▶ [Problem statement]
Can you write out everything from the start of the data down to the line containing "155L50 158L45 139L57", swapping "rippling" for "wavy" and leaving all else unchanged?

(Stored entries)
****
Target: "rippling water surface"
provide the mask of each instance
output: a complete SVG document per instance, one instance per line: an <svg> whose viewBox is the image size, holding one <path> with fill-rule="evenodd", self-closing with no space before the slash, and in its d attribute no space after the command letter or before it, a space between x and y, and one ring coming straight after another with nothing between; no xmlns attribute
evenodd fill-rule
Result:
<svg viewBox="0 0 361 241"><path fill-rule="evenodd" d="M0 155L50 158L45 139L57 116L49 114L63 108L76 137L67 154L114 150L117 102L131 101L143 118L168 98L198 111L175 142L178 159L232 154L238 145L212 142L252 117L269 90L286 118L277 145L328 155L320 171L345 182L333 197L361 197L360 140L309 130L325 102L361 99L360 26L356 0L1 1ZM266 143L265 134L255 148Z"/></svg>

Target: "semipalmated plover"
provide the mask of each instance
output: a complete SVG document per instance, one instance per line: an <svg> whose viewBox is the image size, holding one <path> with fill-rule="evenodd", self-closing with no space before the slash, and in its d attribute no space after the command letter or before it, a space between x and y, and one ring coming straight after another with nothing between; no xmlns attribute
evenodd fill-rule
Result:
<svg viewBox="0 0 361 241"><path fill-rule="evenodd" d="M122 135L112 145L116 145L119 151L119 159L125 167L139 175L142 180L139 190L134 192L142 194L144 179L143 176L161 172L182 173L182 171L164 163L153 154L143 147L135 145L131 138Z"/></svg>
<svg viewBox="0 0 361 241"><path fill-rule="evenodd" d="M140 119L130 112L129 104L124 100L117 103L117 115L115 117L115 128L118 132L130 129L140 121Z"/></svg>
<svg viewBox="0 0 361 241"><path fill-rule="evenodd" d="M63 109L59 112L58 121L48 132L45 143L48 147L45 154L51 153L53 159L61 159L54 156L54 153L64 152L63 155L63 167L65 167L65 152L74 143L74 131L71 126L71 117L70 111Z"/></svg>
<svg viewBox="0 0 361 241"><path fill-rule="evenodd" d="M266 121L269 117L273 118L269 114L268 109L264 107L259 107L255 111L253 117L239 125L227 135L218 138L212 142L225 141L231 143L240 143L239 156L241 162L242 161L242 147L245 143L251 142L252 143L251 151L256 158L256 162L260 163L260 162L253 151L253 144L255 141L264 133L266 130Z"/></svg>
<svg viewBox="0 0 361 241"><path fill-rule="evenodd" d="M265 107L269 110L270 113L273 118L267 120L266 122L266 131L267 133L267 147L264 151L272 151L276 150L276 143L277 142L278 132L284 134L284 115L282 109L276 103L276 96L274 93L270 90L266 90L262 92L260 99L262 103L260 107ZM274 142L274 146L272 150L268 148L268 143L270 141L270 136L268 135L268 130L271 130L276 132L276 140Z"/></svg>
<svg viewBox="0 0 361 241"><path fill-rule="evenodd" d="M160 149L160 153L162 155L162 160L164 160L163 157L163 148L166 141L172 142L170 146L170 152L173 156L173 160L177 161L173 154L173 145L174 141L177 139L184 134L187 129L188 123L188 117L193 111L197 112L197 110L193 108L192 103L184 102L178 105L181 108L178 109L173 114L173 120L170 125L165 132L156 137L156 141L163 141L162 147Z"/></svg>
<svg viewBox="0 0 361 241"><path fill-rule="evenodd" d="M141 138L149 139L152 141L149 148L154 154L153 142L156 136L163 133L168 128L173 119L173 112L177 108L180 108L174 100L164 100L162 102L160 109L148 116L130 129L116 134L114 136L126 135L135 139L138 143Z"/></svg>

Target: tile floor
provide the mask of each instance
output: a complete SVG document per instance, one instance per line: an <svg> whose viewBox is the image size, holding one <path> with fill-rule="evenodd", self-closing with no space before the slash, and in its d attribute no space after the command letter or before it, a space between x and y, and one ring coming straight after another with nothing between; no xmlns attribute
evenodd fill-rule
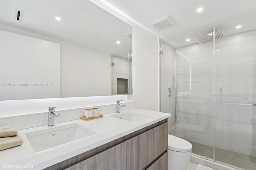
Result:
<svg viewBox="0 0 256 170"><path fill-rule="evenodd" d="M197 166L197 164L191 162L188 164L187 170L196 170Z"/></svg>
<svg viewBox="0 0 256 170"><path fill-rule="evenodd" d="M189 141L192 145L192 153L198 155L206 155L212 159L213 148ZM216 148L215 158L216 161L232 165L246 170L256 170L256 156Z"/></svg>

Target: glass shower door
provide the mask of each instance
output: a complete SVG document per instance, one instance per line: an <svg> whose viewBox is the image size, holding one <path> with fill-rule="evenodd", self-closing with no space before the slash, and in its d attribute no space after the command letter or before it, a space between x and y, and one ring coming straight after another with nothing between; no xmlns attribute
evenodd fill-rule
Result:
<svg viewBox="0 0 256 170"><path fill-rule="evenodd" d="M256 167L255 20L220 27L226 36L216 40L214 52L215 159L248 170Z"/></svg>

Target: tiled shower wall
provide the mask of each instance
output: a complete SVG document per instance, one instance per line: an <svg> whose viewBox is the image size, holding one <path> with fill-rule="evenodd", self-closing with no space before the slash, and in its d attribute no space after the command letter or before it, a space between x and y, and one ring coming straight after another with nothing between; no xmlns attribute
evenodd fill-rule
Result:
<svg viewBox="0 0 256 170"><path fill-rule="evenodd" d="M174 49L166 43L161 43L160 64L160 110L162 112L172 114L168 121L168 133L175 135L175 92L173 87L172 77L175 76ZM168 88L171 88L172 96L168 96Z"/></svg>
<svg viewBox="0 0 256 170"><path fill-rule="evenodd" d="M212 146L212 43L176 49L176 136Z"/></svg>
<svg viewBox="0 0 256 170"><path fill-rule="evenodd" d="M214 68L215 146L256 155L256 106L219 103L221 88L224 102L256 102L256 45L255 31L216 40L214 68L212 42L176 49L177 136L212 146Z"/></svg>
<svg viewBox="0 0 256 170"><path fill-rule="evenodd" d="M222 88L223 102L256 103L255 47L256 31L247 32L216 40L215 55L215 145L254 156L256 106L219 102Z"/></svg>
<svg viewBox="0 0 256 170"><path fill-rule="evenodd" d="M127 54L128 55L128 54ZM128 59L118 56L112 56L112 95L117 94L117 78L125 78L129 80L129 62ZM129 86L128 87L129 88Z"/></svg>

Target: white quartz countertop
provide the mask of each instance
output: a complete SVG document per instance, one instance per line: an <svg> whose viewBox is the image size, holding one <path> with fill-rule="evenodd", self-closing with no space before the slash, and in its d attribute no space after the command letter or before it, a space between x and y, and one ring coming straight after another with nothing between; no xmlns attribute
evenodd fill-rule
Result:
<svg viewBox="0 0 256 170"><path fill-rule="evenodd" d="M78 119L56 123L53 127L48 127L46 125L18 131L23 144L0 151L0 169L41 170L171 116L171 114L138 109L122 111L120 113L129 112L149 117L136 122L130 122L110 116L117 114L114 113L104 114L102 118L90 121ZM97 133L36 152L33 151L26 135L28 133L71 123L78 124Z"/></svg>

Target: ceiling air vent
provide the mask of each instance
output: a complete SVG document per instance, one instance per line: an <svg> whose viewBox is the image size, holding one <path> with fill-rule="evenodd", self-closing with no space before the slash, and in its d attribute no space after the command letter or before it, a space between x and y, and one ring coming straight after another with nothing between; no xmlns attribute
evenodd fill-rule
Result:
<svg viewBox="0 0 256 170"><path fill-rule="evenodd" d="M124 34L124 35L132 39L132 32L129 32L128 33L126 33Z"/></svg>
<svg viewBox="0 0 256 170"><path fill-rule="evenodd" d="M200 44L207 43L212 41L213 35L212 33L207 33L197 37L196 40ZM224 30L223 29L215 31L215 39L224 37Z"/></svg>
<svg viewBox="0 0 256 170"><path fill-rule="evenodd" d="M15 9L15 14L14 15L14 20L20 22L22 21L22 17L23 17L23 11Z"/></svg>
<svg viewBox="0 0 256 170"><path fill-rule="evenodd" d="M167 15L154 22L148 23L157 28L159 31L162 31L167 28L177 25L177 23L169 15Z"/></svg>

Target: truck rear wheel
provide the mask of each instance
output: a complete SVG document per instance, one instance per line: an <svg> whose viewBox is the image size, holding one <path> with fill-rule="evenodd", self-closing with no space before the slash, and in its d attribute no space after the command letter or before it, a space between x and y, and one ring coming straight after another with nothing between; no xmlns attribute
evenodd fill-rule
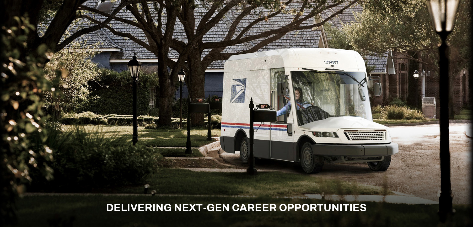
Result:
<svg viewBox="0 0 473 227"><path fill-rule="evenodd" d="M241 162L248 163L248 158L250 156L250 150L248 148L248 140L246 137L243 137L240 142L240 159Z"/></svg>
<svg viewBox="0 0 473 227"><path fill-rule="evenodd" d="M301 149L300 165L307 174L318 174L324 167L324 157L314 154L310 142L304 143Z"/></svg>
<svg viewBox="0 0 473 227"><path fill-rule="evenodd" d="M391 164L391 156L385 156L384 159L380 162L368 162L368 166L375 172L385 171Z"/></svg>

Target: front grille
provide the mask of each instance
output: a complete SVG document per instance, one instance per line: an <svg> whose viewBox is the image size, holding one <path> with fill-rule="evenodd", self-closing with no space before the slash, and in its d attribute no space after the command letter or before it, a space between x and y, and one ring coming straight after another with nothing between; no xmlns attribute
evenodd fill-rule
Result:
<svg viewBox="0 0 473 227"><path fill-rule="evenodd" d="M350 140L386 140L386 131L346 132L345 134Z"/></svg>

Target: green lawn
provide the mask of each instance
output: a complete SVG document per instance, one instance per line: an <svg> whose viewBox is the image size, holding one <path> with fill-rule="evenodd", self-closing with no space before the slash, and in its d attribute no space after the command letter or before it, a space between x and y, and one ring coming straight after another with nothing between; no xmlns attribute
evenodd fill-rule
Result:
<svg viewBox="0 0 473 227"><path fill-rule="evenodd" d="M68 125L69 128L76 125ZM110 125L79 125L84 127L88 132L98 131L105 134L106 137L129 136L131 140L133 134L132 126L116 126ZM191 144L192 147L199 147L214 141L207 140L208 129L193 129L191 130ZM219 129L212 129L212 137L220 136ZM185 147L187 138L187 131L184 129L146 129L144 127L138 127L138 142L145 143L149 146L164 147Z"/></svg>
<svg viewBox="0 0 473 227"><path fill-rule="evenodd" d="M381 124L403 124L405 123L417 123L419 122L427 122L432 121L438 121L438 119L427 120L385 120L373 119L373 121Z"/></svg>
<svg viewBox="0 0 473 227"><path fill-rule="evenodd" d="M190 189L193 187L189 185ZM281 204L366 204L365 211L327 211L317 206L317 211L282 211ZM107 211L107 204L169 204L171 211ZM202 204L201 211L176 211L177 204ZM223 204L228 211L208 211L209 204ZM233 210L234 204L275 204L275 210ZM471 226L471 208L454 205L454 223L439 225L438 205L405 205L372 202L331 201L315 199L270 197L215 197L182 196L38 196L18 200L20 227L293 227L293 226ZM121 205L119 205L121 206ZM144 207L144 206L143 206ZM195 208L197 208L197 206ZM223 206L222 207L223 210ZM307 207L307 206L306 206ZM282 207L282 208L284 207ZM188 209L190 206L188 206Z"/></svg>
<svg viewBox="0 0 473 227"><path fill-rule="evenodd" d="M160 194L289 196L305 194L392 194L389 190L355 182L279 172L243 173L194 172L163 168L148 181ZM140 193L142 185L117 189L119 193Z"/></svg>
<svg viewBox="0 0 473 227"><path fill-rule="evenodd" d="M458 115L454 116L454 119L458 120L471 120L472 111L471 110L462 110Z"/></svg>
****
▶ [Task response]
Target: "wavy water surface"
provide the mask of each instance
output: a complete SVG document per instance, one instance per line: an <svg> whose viewBox is the image size, holding one <path> with fill-rule="evenodd", self-closing with no space before the slash, and in its d attribute no space after the command letter or before it, a space between x and y, and one ring coming straight after another with nothing between; no xmlns attribute
evenodd fill-rule
Result:
<svg viewBox="0 0 361 241"><path fill-rule="evenodd" d="M0 155L50 158L45 139L57 116L49 114L63 108L76 137L67 154L114 150L117 102L131 101L143 118L168 98L198 111L175 142L178 159L232 154L238 145L212 142L252 117L269 90L286 118L277 145L328 155L320 171L345 182L333 197L361 197L360 140L309 130L325 102L361 99L360 26L356 0L1 1ZM266 143L265 134L255 148Z"/></svg>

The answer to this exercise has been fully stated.